──────── EXTRACT PROVIDED

Many people think that it is a business which is not big but is not so. SME has got
many individualities and qualities, in this one hour we shall discuss the conduct of
SME with respect to financial angel. We are not going to discuss the ways and
means to conduct the SME because it is an ocean and two full days of this seminar
might not be enough to discuss it. Hence like a sculpture by removing the
unwanted parts of the stone to produce a statue, we shall discuss the things of
SME should avoid or should be careful, so that the other ways of functioning will
be successful.

What is an SME?
Generally the business model is classified as under,
Business with less than 20 employees is a small firm and from 20 to 199 is an
medium firm and above 199 is an big firm.
Generally the SMEs are managed by 1 person or a small team and it is closely
controlled the final decision making rest with the owner or the managers.

SME Vs Big business


1. Variability in profitability is great for SME the inability to diversify across
investment is also high for SME.
2. SME has lower level of long term debt to total assets comparing to large
business sources.
3. Easy access to short term debt such as trade credit, Bank OD and bill
trading is also high for SME.

Cost cutting measures, for example if the sales of and SME is 1 lakh and the total
expenditure is 80 thousand and the net profit is 20 thousand and the firm wants
to increase the net profit by 10 thousand to make it as 30 thousand. There are
three ways to do it.

1. Increase the sale to 1.5 Lakh and the expenditure will be 1.2 lakhs and the
net profit will be 30 thousand
2. Because the increase of sales would be difficult the firm may choose to
increase the sales to 1.20 lakhs and peg the expenses to 90 thousands and
the net profit would be 30 thousand.
3. Provide for higher expenditure like 2 lakhs, undertake regress brand
building and increase the sales to 2.30 lakhs and achieve a net profit of 30
thousands.

Which of the above is good method, actually speaking all the 3 are correct
methods, there is no good, bad or worst. There is no correct method, but you
have to choose one method and make it correct.

Wallmart Model
This type is highly successful because of the following qualities
1. Keep cost very low and discount the product price heavily.
2. Ranked no.1 in the world in terms of expenses to sales ratio
3. Share profit with your employees

Adhering to the following operating principles


A.
B.
C.
D.
E.
F.

Commit to your business


Share profit to the associates
Motivate your business partners
Communicate everything
Listen to everything
Always exceed customer expectation

By following all these above one can become a successful business man and a
wealthy person

According to stanely and danko, the common qualities of all wealthy people are
A. They are simple and always like to live below there means
B. They allocate there resources efficiently in ways conducive to make more
money.

────────────────
──────── GIVEN DATA

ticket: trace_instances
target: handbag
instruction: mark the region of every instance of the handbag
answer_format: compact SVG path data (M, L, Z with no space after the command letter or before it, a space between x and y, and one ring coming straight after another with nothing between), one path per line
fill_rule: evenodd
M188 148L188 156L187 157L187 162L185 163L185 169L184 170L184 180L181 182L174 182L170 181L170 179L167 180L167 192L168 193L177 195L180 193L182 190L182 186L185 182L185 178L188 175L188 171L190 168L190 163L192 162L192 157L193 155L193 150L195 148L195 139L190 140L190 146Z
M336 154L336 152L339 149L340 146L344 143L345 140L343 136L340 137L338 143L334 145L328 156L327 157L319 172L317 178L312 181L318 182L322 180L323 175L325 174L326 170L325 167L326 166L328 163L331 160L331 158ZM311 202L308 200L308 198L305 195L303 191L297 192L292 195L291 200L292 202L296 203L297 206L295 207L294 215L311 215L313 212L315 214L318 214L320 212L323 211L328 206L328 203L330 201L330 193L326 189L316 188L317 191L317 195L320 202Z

────────────────
──────── GIVEN DATA

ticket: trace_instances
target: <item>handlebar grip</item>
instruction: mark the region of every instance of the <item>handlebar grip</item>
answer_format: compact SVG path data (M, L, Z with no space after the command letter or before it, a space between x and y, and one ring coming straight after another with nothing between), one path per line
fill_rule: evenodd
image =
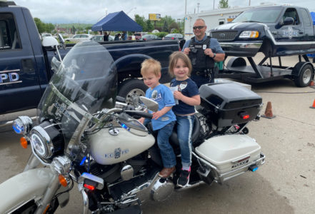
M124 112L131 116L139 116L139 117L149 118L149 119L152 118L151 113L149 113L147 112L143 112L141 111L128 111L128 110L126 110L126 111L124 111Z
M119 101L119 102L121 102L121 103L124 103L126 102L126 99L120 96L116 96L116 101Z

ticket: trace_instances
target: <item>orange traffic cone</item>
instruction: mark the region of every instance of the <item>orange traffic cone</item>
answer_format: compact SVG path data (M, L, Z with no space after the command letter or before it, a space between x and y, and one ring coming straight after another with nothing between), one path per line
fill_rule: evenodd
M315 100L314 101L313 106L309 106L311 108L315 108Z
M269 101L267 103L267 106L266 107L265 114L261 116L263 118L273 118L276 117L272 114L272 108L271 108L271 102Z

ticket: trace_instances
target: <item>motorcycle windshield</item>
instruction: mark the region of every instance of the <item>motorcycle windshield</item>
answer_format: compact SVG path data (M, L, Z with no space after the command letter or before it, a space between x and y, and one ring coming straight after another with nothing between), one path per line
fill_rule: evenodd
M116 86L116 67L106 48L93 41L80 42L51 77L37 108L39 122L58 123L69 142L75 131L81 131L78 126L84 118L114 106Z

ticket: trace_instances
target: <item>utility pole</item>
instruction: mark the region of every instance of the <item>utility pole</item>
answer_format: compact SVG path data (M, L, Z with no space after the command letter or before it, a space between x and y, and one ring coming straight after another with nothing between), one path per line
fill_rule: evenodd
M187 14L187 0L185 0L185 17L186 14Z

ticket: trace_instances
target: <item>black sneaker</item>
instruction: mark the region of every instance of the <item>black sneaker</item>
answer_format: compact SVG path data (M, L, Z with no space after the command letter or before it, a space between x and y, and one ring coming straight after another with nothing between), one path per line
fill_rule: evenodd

────────────────

● INSTRUCTIONS
1) Please write out the part of the passage on SMEs that begins with the words containing "3. Easy access" and ends with "ways to do it.".
2) Answer these questions from the passage on SMEs:
(a) How many employees does a small firm have under the classification given?
(b) In the cost-cutting example, what is the firm's total expenditure?
(c) Under the Wallmart Model, what rank does the firm hold in the world for expenses to sales ratio?
This data is unrelated to the passage on SMEs.

● FULL SOLUTIONS
1)
3. Easy access to short term debt such as trade credit, Bank OD and bill
trading is also high for SME.

Cost cutting measures, for example if the sales of and SME is 1 lakh and the total
expenditure is 80 thousand and the net profit is 20 thousand and the firm wants
to increase the net profit by 10 thousand to make it as 30 thousand. There are
three ways to do it.

2)
(a) Less than 20 employees.
(b) 80 thousand.
(c) No. 1.